Problem requirements
Output the records. Match them exactly.

[Entries shown — start]

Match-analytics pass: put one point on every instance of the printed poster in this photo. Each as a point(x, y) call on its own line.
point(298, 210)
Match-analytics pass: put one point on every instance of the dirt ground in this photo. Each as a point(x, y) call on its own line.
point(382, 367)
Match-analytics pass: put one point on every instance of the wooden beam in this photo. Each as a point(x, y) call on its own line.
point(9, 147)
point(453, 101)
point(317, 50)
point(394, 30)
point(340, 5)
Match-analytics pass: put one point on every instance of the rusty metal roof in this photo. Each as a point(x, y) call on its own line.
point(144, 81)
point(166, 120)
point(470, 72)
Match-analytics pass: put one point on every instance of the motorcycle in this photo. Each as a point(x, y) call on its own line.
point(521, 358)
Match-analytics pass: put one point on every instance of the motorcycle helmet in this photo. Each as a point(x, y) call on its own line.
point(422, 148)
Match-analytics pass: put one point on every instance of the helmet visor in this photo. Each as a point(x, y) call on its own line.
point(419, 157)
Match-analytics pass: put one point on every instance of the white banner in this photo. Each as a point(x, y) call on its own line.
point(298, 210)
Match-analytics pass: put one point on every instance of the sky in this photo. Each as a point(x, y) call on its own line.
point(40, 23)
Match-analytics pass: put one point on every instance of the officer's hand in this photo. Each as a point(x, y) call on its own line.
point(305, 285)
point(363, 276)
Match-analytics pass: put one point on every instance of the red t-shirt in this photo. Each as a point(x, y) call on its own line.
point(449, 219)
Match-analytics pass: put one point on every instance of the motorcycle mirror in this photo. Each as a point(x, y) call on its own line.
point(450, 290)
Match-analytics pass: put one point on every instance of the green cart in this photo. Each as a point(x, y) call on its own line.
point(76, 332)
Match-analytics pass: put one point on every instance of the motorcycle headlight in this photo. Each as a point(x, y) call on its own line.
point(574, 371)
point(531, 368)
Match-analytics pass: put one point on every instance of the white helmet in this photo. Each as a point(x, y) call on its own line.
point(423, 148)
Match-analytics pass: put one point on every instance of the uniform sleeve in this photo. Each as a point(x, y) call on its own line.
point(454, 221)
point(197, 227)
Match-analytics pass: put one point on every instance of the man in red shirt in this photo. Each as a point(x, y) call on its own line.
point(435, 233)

[Entries shown — finish]

Reply to the exercise
Match-analytics pass: put one point on every instance of the printed poster in this photo. Each as a point(x, y) call on its own line.
point(298, 210)
Match-analytics pass: put one point on every instance of the dirt ground in this photo. Each as a point(x, y) call on its own line.
point(382, 367)
Match-analytics pass: put one point on every instance of the wooden beam in this photo. Each as a point(x, y) call on its own line.
point(9, 147)
point(453, 101)
point(317, 50)
point(394, 30)
point(340, 5)
Match-analytics pass: put one point on every instance of the rusty metal roof in this photo. Each as a point(x, y) call on its own line.
point(144, 81)
point(166, 120)
point(470, 72)
Match-analytics pass: put one point on every instance of the motorcycle in this photo. Each as a point(x, y) call on its own line.
point(521, 358)
Match-analytics pass: put one point on every instance of the motorcycle helmet in this photo. Each as a point(x, y) call on its own line.
point(422, 148)
Match-analytics pass: put one point on every instance of the helmet visor in this photo. Each as a point(x, y) call on its own line.
point(419, 157)
Match-analytics pass: put one point on every instance of the white banner in this photo. Each as a point(x, y) call on its own line.
point(298, 210)
Match-analytics pass: put one point on every instance of the sky in this photo. Each as a point(x, y) call on its own line.
point(40, 23)
Match-analytics pass: put one point on every instance of the officer's hand in this photo. Each as a point(x, y) call on its own line.
point(305, 285)
point(363, 276)
Match-analytics pass: put one point on every instance of the red t-shirt in this photo. Each as a point(x, y) call on its own line.
point(449, 219)
Match-analytics pass: put one point on every instance of the motorcycle mirror in this photo. Each as a point(x, y) call on its own line.
point(450, 290)
Match-analytics pass: put one point on every instance of the green cart in this photo. Each as a point(x, y) call on its own line.
point(76, 332)
Match-analytics pass: put one point on every instance of the motorcycle headlight in this photo. Each as a point(x, y) call on its own line.
point(574, 371)
point(531, 368)
Match-analytics pass: put one point on every instance of the white helmet in this photo. Each as a point(x, y) call on its own line.
point(423, 148)
Match-analytics pass: put one point on every instance of the uniform sleeve in this photo. Each as a point(x, y) call on its own line.
point(454, 221)
point(197, 227)
Match-analytics pass: put one point on every instance of the man in red shirt in this photo. Each as a point(x, y) call on its own line.
point(435, 233)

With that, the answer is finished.